THE WAR ON RELIGIOUS PLURALISM

A few days ago, I watched Bill O’Reilly assure viewers of his TV show that Christians had won the War on Christmas (TM). “Christians have the right to defend their traditions,” he said triumphantly.

It’s easy to laugh at the excesses of the War on Christmas crusaders (Dan chronicled them well here). But it’s a campaign that’s worth paying attention to. It serves as a sobering reminder of how many of the standard-bearers of the right believe themselves to be spokesmen for a righteous majority besieged by hostile religious, sexual, and racial minorities.

Behind the rhetoric about religious freedom, the demand of the War on Christmas crusaders, as articulated by their most earnest advocates, is that both public and private employees greet people of all religions as if they were Christians. They want schools encouraging teachers to say “Merry Christmas” to their students and department stores encouraging check-out clerks to say it to customers. Having them say the “Happy Holidays” instead, which merely acknowledges the possibility of a multiplicity of religious observances, is to be seen as religious persecution of Christians.

Information provided:
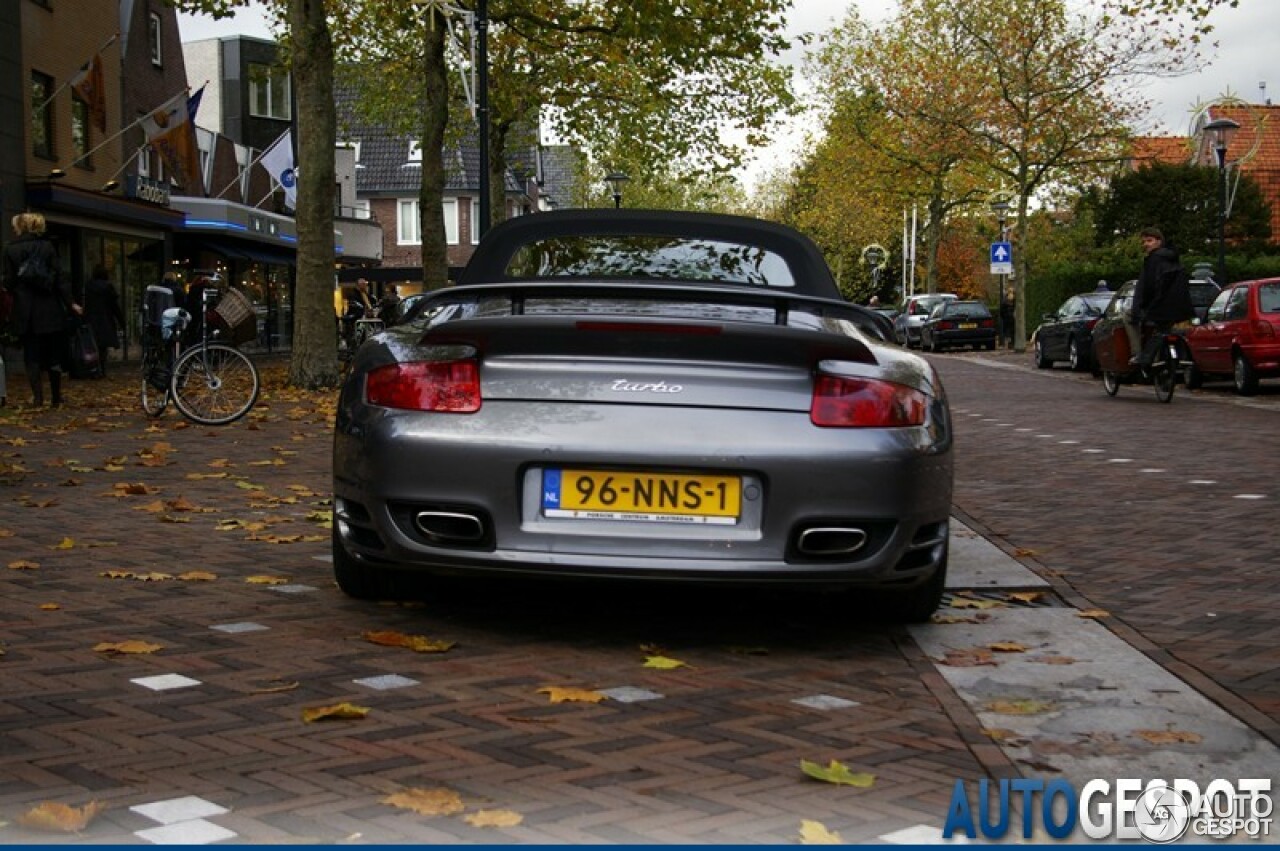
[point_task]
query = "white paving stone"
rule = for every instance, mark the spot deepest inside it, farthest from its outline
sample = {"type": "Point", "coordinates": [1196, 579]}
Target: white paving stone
{"type": "Point", "coordinates": [630, 694]}
{"type": "Point", "coordinates": [179, 809]}
{"type": "Point", "coordinates": [197, 832]}
{"type": "Point", "coordinates": [245, 626]}
{"type": "Point", "coordinates": [385, 682]}
{"type": "Point", "coordinates": [826, 701]}
{"type": "Point", "coordinates": [165, 681]}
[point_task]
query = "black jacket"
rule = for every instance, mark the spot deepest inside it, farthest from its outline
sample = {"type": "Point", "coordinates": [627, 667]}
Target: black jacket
{"type": "Point", "coordinates": [40, 306]}
{"type": "Point", "coordinates": [1162, 293]}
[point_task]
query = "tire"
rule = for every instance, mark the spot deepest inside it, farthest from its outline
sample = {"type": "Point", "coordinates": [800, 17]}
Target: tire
{"type": "Point", "coordinates": [1243, 375]}
{"type": "Point", "coordinates": [356, 580]}
{"type": "Point", "coordinates": [155, 392]}
{"type": "Point", "coordinates": [214, 384]}
{"type": "Point", "coordinates": [1041, 361]}
{"type": "Point", "coordinates": [1074, 357]}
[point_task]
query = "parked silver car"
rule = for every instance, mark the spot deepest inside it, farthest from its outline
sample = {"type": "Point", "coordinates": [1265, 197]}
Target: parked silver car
{"type": "Point", "coordinates": [644, 396]}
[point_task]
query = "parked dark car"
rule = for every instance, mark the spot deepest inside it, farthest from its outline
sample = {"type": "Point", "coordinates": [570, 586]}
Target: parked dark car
{"type": "Point", "coordinates": [1239, 335]}
{"type": "Point", "coordinates": [1066, 334]}
{"type": "Point", "coordinates": [652, 396]}
{"type": "Point", "coordinates": [955, 323]}
{"type": "Point", "coordinates": [910, 319]}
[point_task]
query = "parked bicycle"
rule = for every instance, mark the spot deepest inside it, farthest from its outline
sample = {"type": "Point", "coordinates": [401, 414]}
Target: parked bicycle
{"type": "Point", "coordinates": [210, 381]}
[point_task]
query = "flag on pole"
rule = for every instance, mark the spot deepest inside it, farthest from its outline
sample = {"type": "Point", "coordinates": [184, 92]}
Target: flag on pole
{"type": "Point", "coordinates": [91, 87]}
{"type": "Point", "coordinates": [278, 161]}
{"type": "Point", "coordinates": [170, 131]}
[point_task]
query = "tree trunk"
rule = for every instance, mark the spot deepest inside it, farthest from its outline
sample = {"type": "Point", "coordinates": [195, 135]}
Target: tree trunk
{"type": "Point", "coordinates": [314, 362]}
{"type": "Point", "coordinates": [435, 117]}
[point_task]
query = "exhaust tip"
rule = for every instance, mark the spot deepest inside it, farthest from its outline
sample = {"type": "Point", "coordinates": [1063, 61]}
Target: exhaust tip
{"type": "Point", "coordinates": [449, 527]}
{"type": "Point", "coordinates": [831, 540]}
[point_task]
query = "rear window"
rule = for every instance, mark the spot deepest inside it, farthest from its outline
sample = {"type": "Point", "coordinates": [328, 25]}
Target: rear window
{"type": "Point", "coordinates": [963, 310]}
{"type": "Point", "coordinates": [1269, 298]}
{"type": "Point", "coordinates": [648, 257]}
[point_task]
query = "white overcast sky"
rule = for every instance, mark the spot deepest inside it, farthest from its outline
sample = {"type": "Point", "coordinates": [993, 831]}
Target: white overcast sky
{"type": "Point", "coordinates": [1246, 56]}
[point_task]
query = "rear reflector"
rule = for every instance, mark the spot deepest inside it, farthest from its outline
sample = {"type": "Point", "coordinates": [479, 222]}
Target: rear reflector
{"type": "Point", "coordinates": [451, 387]}
{"type": "Point", "coordinates": [865, 403]}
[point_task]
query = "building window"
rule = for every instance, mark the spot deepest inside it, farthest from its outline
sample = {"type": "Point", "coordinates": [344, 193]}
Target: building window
{"type": "Point", "coordinates": [451, 222]}
{"type": "Point", "coordinates": [408, 227]}
{"type": "Point", "coordinates": [81, 138]}
{"type": "Point", "coordinates": [155, 40]}
{"type": "Point", "coordinates": [268, 92]}
{"type": "Point", "coordinates": [41, 115]}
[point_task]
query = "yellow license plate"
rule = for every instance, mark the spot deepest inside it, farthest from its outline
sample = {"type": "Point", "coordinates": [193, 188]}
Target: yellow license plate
{"type": "Point", "coordinates": [611, 494]}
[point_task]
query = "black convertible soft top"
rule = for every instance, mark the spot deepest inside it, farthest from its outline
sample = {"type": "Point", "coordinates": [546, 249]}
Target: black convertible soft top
{"type": "Point", "coordinates": [494, 255]}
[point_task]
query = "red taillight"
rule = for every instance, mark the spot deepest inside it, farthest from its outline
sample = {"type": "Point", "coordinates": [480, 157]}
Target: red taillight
{"type": "Point", "coordinates": [864, 403]}
{"type": "Point", "coordinates": [451, 387]}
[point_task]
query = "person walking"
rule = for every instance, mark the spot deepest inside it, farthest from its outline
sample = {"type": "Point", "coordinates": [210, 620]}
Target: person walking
{"type": "Point", "coordinates": [42, 300]}
{"type": "Point", "coordinates": [104, 314]}
{"type": "Point", "coordinates": [1161, 297]}
{"type": "Point", "coordinates": [1008, 318]}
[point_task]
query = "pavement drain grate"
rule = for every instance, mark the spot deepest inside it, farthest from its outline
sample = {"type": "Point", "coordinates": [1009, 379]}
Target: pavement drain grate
{"type": "Point", "coordinates": [1045, 599]}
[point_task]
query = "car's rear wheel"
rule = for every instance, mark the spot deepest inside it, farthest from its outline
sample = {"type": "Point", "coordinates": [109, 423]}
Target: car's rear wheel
{"type": "Point", "coordinates": [1244, 376]}
{"type": "Point", "coordinates": [357, 580]}
{"type": "Point", "coordinates": [1041, 361]}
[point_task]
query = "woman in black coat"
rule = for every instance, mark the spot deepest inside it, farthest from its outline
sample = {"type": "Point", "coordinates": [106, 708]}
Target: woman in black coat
{"type": "Point", "coordinates": [42, 298]}
{"type": "Point", "coordinates": [103, 309]}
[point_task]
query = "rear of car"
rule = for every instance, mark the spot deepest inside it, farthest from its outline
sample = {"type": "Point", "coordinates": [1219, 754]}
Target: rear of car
{"type": "Point", "coordinates": [955, 324]}
{"type": "Point", "coordinates": [915, 311]}
{"type": "Point", "coordinates": [1239, 335]}
{"type": "Point", "coordinates": [625, 396]}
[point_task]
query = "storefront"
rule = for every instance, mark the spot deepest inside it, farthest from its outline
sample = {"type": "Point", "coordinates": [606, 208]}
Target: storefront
{"type": "Point", "coordinates": [252, 250]}
{"type": "Point", "coordinates": [128, 236]}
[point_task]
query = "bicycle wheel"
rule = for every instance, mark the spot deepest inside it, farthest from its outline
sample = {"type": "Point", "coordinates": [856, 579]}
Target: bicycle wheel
{"type": "Point", "coordinates": [214, 384]}
{"type": "Point", "coordinates": [155, 385]}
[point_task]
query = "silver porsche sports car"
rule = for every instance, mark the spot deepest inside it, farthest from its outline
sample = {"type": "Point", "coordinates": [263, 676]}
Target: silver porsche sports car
{"type": "Point", "coordinates": [644, 396]}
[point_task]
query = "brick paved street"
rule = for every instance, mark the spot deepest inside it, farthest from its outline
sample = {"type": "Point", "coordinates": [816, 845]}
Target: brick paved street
{"type": "Point", "coordinates": [708, 753]}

Task brief: Reproduce verbatim the passage of the commentary on the War on Christmas above, starting at "THE WAR ON RELIGIOUS PLURALISM" and ending at "he said triumphantly.".

Finished answer:
THE WAR ON RELIGIOUS PLURALISM

A few days ago, I watched Bill O’Reilly assure viewers of his TV show that Christians had won the War on Christmas (TM). “Christians have the right to defend their traditions,” he said triumphantly.